#### PAGE EXTRACT
* * *

It took a long long time for one router vendor in particular to pay any attention to a number of high-spending customers who said 'stop implementing the {3,4}-letter acronym du-jour protocols, or at least stop trying to integrate them into s/w we want to run, just fix the bugs the the s/w train we all run'. The lesson seemed to be learnt for a little while, then spent the next year trying (unsuccessfully) to abandon that release train. I can only assume what drives them is the either (a) desire to support slideware protocols early, and in code people actually try and use, (b) the knowledge that such slideware protocols, in aggregate across a large network, eat more router horse power, and thus sales-$$$, for those gullible enough to implement them, or (c) some combination between the two. I guess some time someone will realize routers are both hardware, and software, and shock horror both, if done well, can actually add value. [hint & example: compare the scheduler on, say, Linux/FreeBSD, Windows 95 (sic), and your favourite router OS (*); pay particular attention to suitability for running realtime, or near realtime tasks, where such tasks may occasionally crash or overrun their expected timeslice; note how the best OS amongst the bunch for this aint exactly great]. (*) results may vary according to personal choice here. -- Alex Bligh Personal Capacity
I guess some time someone will realize routers are both hardware, and software, and shock horror both, if done well, can actually add value. [hint & example: compare the scheduler on, say, Linux/FreeBSD, Windows 95 (sic), and your favourite router OS (*); pay particular attention to suitability for running realtime, or near realtime tasks, where such tasks may occasionally crash or overrun their expected timeslice; note how the best OS amongst the bunch for this aint exactly great].
(*) results may vary according to personal choice here.
Don't use a non-realtime OS for something that you expect realtime or near-realtime OS functionality. There are specific systems to address these kinds of needs with rather complicated scheduling mechanism to accomodate such requirements in a sensible manner. Is IOS a realtime operating system? No. Are any of the other listed OS realtime operating systems? No. (The (*) doesn't count). Do I wish some of these clowns would use sophisticated realtime OS? Yes. Will it solve world hunger? Decidedly not. Cheers, Chris
On Wed, 28 Nov 2001, Christian Kuhtz wrote:
I guess some time someone will realize routers are both hardware, and software, and shock horror both, if done well, can actually add value. [hint & example: compare the scheduler on, say, Linux/FreeBSD, Windows 95 (sic), and your favourite router OS (*); pay particular attention to suitability for running realtime, or near realtime tasks, where such tasks may occasionally crash or overrun their expected timeslice; note how the best OS amongst the bunch for this aint exactly great].
(*) results may vary according to personal choice here.
Don't use a non-realtime OS for something that you expect realtime or near-realtime OS functionality. There are specific systems to address these kinds of needs with rather complicated scheduling mechanism to accomodate such requirements in a sensible manner.

* * *

#### Dataset entries
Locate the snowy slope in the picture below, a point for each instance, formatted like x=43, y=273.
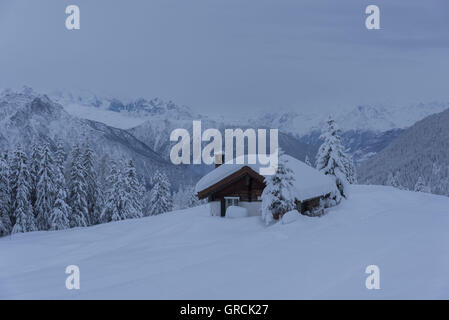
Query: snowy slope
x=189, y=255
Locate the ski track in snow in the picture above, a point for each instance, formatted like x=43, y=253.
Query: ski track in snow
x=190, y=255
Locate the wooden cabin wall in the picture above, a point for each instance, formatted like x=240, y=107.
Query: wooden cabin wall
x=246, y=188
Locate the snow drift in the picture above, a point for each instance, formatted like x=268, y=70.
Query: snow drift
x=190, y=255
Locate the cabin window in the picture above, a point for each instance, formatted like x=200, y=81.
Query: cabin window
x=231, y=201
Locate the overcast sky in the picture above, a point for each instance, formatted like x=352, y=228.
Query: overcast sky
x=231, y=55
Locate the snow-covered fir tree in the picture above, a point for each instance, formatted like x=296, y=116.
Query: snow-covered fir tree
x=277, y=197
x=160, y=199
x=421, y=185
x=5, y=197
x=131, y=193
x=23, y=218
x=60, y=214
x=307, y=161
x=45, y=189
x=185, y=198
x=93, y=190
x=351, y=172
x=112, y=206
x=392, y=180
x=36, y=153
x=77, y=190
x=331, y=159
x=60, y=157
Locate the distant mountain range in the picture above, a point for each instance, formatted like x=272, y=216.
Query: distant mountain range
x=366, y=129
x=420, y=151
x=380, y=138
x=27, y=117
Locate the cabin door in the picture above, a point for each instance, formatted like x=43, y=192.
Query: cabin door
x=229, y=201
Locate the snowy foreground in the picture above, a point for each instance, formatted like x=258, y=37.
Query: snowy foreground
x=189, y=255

* * *

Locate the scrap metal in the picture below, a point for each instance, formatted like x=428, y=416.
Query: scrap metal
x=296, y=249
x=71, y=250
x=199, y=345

* * *

Summarize the router software thread in exactly two sentences.

Alex Bligh complains that a router vendor took a long time to heed high-spending customers who wanted it to stop adding trendy acronym protocols and fix bugs in the software they run, and he suggests routers are both hardware and software whose schedulers handle realtime tasks poorly. Christian Kuhtz replies that a non-realtime OS should not be used where realtime functionality is expected, notes that neither IOS nor the other listed systems are realtime, and says he wishes vendors would use a sophisticated realtime OS, though it would not solve world hunger.